• _What to do_
Transcribe the material exactly. Images do not belong in the copy.
** begin **
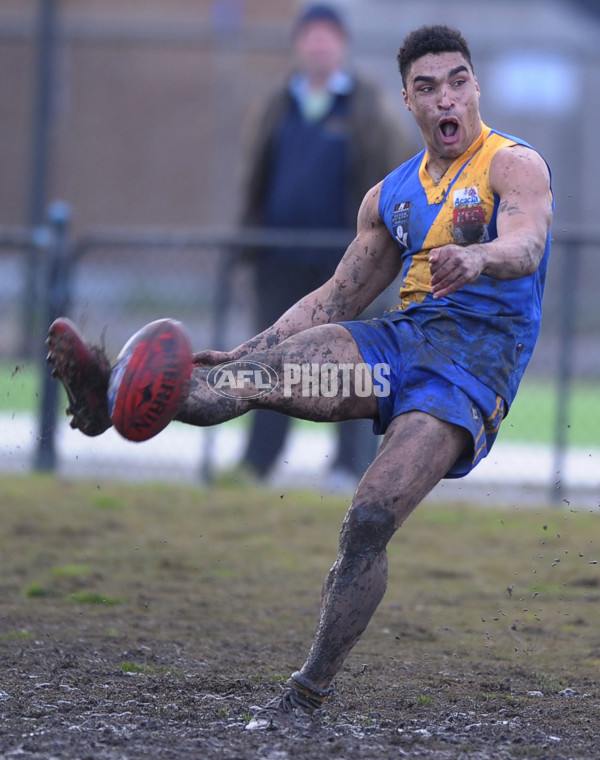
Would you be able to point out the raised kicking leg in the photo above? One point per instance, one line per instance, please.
(417, 451)
(329, 346)
(84, 371)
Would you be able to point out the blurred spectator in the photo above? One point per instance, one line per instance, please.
(322, 139)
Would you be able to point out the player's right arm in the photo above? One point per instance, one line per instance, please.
(370, 264)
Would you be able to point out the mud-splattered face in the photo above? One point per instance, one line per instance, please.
(442, 93)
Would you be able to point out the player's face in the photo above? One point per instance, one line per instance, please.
(320, 49)
(443, 95)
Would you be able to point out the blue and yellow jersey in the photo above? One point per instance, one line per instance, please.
(488, 327)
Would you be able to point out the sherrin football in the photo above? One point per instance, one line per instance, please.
(150, 379)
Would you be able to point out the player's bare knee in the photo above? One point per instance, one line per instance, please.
(367, 529)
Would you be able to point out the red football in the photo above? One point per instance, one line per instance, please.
(150, 379)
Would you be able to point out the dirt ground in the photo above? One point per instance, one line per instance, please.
(119, 641)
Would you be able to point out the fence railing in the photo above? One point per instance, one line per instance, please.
(60, 256)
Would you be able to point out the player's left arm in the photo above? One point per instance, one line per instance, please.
(521, 179)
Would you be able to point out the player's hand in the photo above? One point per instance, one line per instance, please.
(453, 266)
(210, 358)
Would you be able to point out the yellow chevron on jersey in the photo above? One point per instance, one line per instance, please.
(489, 326)
(465, 203)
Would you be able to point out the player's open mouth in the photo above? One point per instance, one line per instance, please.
(449, 129)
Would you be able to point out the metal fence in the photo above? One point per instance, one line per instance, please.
(114, 281)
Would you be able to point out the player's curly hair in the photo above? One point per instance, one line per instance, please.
(436, 38)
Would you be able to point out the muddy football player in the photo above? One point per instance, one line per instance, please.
(466, 225)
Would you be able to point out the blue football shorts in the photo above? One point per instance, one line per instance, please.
(422, 378)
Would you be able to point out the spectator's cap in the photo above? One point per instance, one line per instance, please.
(320, 12)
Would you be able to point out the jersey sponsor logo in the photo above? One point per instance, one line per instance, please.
(469, 217)
(400, 220)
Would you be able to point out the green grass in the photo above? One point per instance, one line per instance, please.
(201, 564)
(532, 419)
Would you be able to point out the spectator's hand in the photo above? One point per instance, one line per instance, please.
(453, 266)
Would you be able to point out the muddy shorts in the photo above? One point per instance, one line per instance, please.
(422, 378)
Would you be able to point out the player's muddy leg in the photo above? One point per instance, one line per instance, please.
(328, 345)
(84, 372)
(417, 452)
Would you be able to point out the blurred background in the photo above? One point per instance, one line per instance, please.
(121, 130)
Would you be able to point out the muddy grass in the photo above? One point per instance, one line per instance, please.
(146, 623)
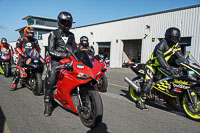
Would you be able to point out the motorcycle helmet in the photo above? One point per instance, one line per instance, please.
(29, 32)
(84, 41)
(65, 21)
(172, 35)
(3, 41)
** end **
• _Written response_
Would you be able to point out the raised kicking leg in the photo above? One point per instance, one line per instance, please.
(417, 451)
(329, 346)
(84, 371)
Would you be able to point out the blurred spectator in the photo above? One point per instance, one line per instance, please.
(322, 139)
Would you be able to point out the player's right arm in the photo above? One point per instance, one line per instance, please.
(370, 264)
Would you be able to point out the mud-splattered face in the photo above? One point per instance, one line per instance, please.
(442, 93)
Would you be able to point out the player's face in the photo above? One point per instance, one line per instance, please.
(320, 49)
(443, 95)
Would you be able to point out the blue and yellow jersey in the photo above? One point per instance, one line per instance, please.
(488, 327)
Would you be able to point out the sherrin football in the photo above? One point per instance, one line per instance, please.
(150, 379)
Would you be able to point out the player's bare knee in the photo above? One point per instance, one line per instance, please.
(367, 529)
Would you be able to point out the red football in the photo above? One point per instance, one line per instance, please.
(150, 379)
Would you be able to point out the dirt ground in the photo above? One point per instance, one line per instance, please.
(119, 641)
Would you be able to point out the fence railing in the photo above? One point per instance, one line per instance, please.
(60, 256)
Would you be able to point out the player's left arm in the photo above? One point per instance, one line per instance, please.
(521, 179)
Would you be able to point out the player's hand in the photo above? One point per instance, one line per instance, please.
(453, 266)
(210, 358)
Would you be able to point out the yellow chevron on jersey in the photo above? One point per instance, one line per instance, please.
(489, 326)
(465, 203)
Would you be able to point out the player's open mouth in the photo above? One point per instance, one line per instance, please.
(449, 129)
Would you be able to point out the metal fence in the photo above? One point per instance, one line per instance, please.
(114, 281)
Would you be able to point out the player's curly hair in the photo above? One point per instance, one line per instance, please.
(436, 38)
Would you be able to point out the muddy football player in the photo above? One point per instance, one line per instance, please.
(466, 225)
Would you be able to point out the blue football shorts in the photo above? One point per instance, one line per instance, please.
(422, 378)
Would you be able to point out the spectator's cap in the photo above? One point per instance, one line per instance, please.
(320, 12)
Would you be able to point out the jersey sponsor logo in the photo above? One point per instance, one line per instance, please.
(469, 217)
(400, 220)
Would you be able to point out the green grass in the photo above? One point per instance, one line per instance, please.
(201, 564)
(532, 419)
Would you be able to point out the spectator's hand in the photo above? One point per instance, one line per instance, please.
(453, 266)
Would you be able to point out the muddy shorts in the photo above? One point per instance, one line per instance, please.
(422, 378)
Would you be able to point out the player's muddy leg in the photo above? One point per instance, one line per instance, please.
(328, 345)
(84, 372)
(417, 452)
Would you be able to point out the blurred background in the photo above? One point per instance, one line per instance, please.
(121, 130)
Would you be able to point out the muddy grass in the photo above? One point per instance, one line per instance, please.
(146, 623)
Would you be able to point out the motorcycle helmet in the photo above? One point per instance, one line per instance, please.
(29, 32)
(84, 41)
(65, 21)
(172, 35)
(3, 41)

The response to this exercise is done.